WRITTEN INSTRUCTION A: Print the part of the blog passage on sustainability that opens with the words containing "So what does" and closes with "what I mean.".
WRITTEN INSTRUCTION B:
Answer these questions using the blog passage on sustainability:
(i) For how many years does the passage say sustainability has been talked about?
(ii) What four words make up the acronym VUCA?
(iii) What name is addressed in the quoted dismissal near the end?

Internet interest in sustainability over time

Internet interest in sustainability by country

So what does this all tell us? I’m no scientist, but my internet rabbit hole makes it seem that sustainability is a great word with great intentions, but it’s all talk, no action. Yes, that’s a hyperbole, but this is also a blog so I feel like it’s OK to make big statements to get people to think, “well, actually” and tell me how I’m wrong. That’s the whole fun of it!

Is sustainability a myth?

We’ve been talking about sustainability for 50 years now. The closer we look to the past, the more urgency we hear in people’s voices. There’s lots of “we need sustainable change now” and then nothing actually changes. I know it’s a complex issue when it comes to climate change in particular, but let’s look beyond that and at sustainability, in general, to see what I mean.

One of my least favorite, but oft-heard acronyms is VUCA. Annoyingly, it’s also an acronym that describes the world we live in very well so I can’t hate it too much. When you look at the components of VUCA – volatility, uncertainty, complexity, and ambiguity – do they sound like friends of sustainability or its enemies? (Told you I liked language…) In a VUCA world, is sustainability even possible?

It’s easy to dismiss that idea along the lines of “That’s the macro view, Magda. Individuals can achieve sustainability.” Can they?

MATERIAL:
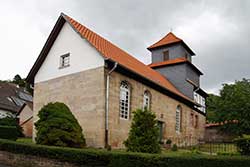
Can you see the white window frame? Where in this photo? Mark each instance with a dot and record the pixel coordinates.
(65, 60)
(146, 100)
(178, 119)
(124, 103)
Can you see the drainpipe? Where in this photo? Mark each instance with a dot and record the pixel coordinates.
(107, 105)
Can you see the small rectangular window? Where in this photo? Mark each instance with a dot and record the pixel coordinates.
(166, 55)
(64, 60)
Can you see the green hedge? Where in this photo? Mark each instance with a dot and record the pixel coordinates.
(8, 132)
(88, 157)
(243, 144)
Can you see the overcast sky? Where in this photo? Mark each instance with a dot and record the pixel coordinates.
(217, 31)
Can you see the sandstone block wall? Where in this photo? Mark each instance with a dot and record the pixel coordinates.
(84, 94)
(162, 105)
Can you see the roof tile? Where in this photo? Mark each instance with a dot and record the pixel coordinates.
(168, 39)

COMPLETE ANSWER A:
So what does this all tell us? I’m no scientist, but my internet rabbit hole makes it seem that sustainability is a great word with great intentions, but it’s all talk, no action. Yes, that’s a hyperbole, but this is also a blog so I feel like it’s OK to make big statements to get people to think, “well, actually” and tell me how I’m wrong. That’s the whole fun of it!

Is sustainability a myth?

We’ve been talking about sustainability for 50 years now. The closer we look to the past, the more urgency we hear in people’s voices. There’s lots of “we need sustainable change now” and then nothing actually changes. I know it’s a complex issue when it comes to climate change in particular, but let’s look beyond that and at sustainability, in general, to see what I mean.

COMPLETE ANSWER B:
(i) 50 years
(ii) Volatility, uncertainty, complexity, and ambiguity
(iii) Magda